Problem details:
Scan the entries below for the word "query" and copy every line where it turns up.

Task data:
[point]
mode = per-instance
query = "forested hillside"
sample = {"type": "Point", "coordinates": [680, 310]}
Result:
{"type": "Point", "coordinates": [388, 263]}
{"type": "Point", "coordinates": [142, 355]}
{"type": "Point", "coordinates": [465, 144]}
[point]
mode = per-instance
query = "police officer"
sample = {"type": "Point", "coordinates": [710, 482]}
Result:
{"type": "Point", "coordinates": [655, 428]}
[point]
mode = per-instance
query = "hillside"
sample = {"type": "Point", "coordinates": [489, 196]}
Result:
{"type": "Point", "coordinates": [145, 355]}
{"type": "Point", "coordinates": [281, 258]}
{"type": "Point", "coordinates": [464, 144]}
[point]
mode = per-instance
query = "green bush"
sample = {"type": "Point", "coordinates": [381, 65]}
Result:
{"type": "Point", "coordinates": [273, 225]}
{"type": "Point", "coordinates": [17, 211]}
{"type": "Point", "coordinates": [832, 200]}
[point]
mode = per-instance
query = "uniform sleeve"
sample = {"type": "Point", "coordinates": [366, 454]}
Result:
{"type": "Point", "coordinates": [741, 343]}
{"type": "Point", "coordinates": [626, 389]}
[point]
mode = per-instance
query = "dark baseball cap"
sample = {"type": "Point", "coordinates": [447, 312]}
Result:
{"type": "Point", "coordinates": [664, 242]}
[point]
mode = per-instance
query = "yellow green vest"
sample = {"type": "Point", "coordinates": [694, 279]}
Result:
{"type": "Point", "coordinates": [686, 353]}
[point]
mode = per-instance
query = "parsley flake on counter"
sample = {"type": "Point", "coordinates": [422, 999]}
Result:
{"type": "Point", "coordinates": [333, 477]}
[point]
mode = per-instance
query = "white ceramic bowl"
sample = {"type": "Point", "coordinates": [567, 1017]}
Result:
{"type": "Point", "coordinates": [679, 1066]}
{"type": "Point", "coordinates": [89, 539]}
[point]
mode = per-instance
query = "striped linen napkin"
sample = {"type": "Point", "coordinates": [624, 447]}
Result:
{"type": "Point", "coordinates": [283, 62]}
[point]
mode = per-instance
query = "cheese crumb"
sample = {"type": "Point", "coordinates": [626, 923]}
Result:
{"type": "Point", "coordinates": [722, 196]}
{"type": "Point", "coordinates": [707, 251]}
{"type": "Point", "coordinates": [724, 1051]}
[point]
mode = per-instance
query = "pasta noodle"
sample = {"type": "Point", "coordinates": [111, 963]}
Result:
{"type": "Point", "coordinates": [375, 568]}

Expected answer:
query = "forested hillside"
query = "police officer"
query = "hillside"
query = "green bush"
query = "uniform sleeve"
query = "dark baseball cap"
query = "yellow green vest"
query = "parsley flake on counter"
query = "white ceramic bowl"
query = "striped linen napkin"
query = "cheese crumb"
query = "pasta noodle"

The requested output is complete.